▶ [Entries supplied]
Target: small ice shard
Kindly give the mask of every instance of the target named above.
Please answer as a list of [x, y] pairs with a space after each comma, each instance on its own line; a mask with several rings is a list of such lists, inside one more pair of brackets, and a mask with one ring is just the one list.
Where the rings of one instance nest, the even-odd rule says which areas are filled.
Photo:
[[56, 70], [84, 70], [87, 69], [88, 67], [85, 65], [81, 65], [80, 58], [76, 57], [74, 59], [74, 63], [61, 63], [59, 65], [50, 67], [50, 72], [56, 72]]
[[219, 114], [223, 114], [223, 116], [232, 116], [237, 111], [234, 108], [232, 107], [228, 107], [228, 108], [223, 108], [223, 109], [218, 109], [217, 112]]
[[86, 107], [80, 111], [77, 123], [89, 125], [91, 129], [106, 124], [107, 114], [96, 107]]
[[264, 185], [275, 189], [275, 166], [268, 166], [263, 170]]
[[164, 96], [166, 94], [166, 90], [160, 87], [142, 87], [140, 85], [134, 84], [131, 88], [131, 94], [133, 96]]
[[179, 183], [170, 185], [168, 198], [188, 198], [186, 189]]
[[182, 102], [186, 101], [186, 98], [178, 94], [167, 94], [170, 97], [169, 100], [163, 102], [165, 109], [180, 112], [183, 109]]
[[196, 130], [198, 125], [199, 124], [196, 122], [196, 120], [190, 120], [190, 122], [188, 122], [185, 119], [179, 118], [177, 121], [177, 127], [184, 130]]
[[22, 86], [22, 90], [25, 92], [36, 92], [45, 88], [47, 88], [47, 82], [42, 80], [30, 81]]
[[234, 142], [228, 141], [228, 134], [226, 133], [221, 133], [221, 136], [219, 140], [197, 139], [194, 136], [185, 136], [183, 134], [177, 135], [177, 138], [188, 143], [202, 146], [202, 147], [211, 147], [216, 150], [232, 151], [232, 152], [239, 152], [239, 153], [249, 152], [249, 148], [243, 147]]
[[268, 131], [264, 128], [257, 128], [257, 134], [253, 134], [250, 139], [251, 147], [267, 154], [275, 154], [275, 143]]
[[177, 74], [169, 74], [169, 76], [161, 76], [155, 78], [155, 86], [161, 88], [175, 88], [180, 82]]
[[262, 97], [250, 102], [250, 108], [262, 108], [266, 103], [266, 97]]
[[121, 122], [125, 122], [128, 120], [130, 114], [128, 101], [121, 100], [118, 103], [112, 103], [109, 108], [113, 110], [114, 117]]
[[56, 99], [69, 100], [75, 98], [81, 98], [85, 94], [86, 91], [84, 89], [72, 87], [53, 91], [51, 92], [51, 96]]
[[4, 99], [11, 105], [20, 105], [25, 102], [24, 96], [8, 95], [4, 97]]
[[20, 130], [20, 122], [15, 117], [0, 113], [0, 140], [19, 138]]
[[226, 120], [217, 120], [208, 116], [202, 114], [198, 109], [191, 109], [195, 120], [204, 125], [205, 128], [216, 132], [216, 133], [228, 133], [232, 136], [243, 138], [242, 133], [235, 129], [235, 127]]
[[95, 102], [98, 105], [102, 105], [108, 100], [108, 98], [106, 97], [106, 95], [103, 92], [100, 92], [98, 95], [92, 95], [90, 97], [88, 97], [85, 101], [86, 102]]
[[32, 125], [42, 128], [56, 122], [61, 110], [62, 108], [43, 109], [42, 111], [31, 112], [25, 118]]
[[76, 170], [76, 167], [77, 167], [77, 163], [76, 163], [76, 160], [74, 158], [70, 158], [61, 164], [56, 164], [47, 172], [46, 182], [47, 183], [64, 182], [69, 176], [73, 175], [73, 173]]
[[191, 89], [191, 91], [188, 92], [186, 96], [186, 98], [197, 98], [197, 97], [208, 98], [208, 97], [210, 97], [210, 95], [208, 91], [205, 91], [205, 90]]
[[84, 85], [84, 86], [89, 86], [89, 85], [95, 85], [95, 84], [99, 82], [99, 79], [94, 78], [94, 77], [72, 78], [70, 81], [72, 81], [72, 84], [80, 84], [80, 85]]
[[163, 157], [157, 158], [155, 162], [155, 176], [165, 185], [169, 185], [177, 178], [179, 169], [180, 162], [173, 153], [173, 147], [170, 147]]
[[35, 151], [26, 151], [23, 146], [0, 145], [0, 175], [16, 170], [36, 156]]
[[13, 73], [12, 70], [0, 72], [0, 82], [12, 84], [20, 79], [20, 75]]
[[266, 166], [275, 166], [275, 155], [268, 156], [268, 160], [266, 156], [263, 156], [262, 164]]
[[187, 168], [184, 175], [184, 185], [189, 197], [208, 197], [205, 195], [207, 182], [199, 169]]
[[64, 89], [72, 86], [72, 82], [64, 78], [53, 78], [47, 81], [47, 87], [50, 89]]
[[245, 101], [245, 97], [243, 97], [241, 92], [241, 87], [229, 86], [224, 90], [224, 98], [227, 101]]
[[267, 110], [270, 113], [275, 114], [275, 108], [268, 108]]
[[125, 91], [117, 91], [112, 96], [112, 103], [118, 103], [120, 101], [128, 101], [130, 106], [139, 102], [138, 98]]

▶ [Problem details] Switch "Photo" to "Image" in the stretch from the start of the rows above through the line containing "[[179, 183], [170, 185], [168, 198], [188, 198], [186, 189]]". Give back only those lines, with nothing else changed.

▶ [Problem solution]
Target: small ice shard
Kindly give the mask of every instance of the target named above.
Please answer as a list of [x, y] pairs with a space after each comma, each instance on its own line; a mask with several rings is a list of such lists, inside one more pair of brackets, and a mask with one ring is just the one list.
Where the rings of one instance nest, the even-odd rule says which areas are filled.
Image:
[[56, 70], [84, 70], [87, 69], [88, 67], [85, 65], [81, 65], [80, 58], [76, 57], [74, 59], [74, 63], [61, 63], [59, 65], [50, 67], [50, 72], [56, 72]]
[[219, 114], [223, 114], [223, 116], [232, 116], [237, 111], [234, 108], [232, 107], [228, 107], [228, 108], [223, 108], [223, 109], [218, 109], [217, 112]]
[[86, 107], [80, 111], [77, 123], [89, 125], [91, 129], [106, 124], [107, 114], [96, 107]]
[[264, 185], [275, 189], [275, 166], [268, 166], [263, 170]]
[[164, 96], [166, 94], [166, 90], [160, 87], [142, 87], [140, 85], [134, 84], [131, 88], [131, 94], [133, 96]]
[[179, 183], [170, 185], [168, 198], [188, 198], [186, 189]]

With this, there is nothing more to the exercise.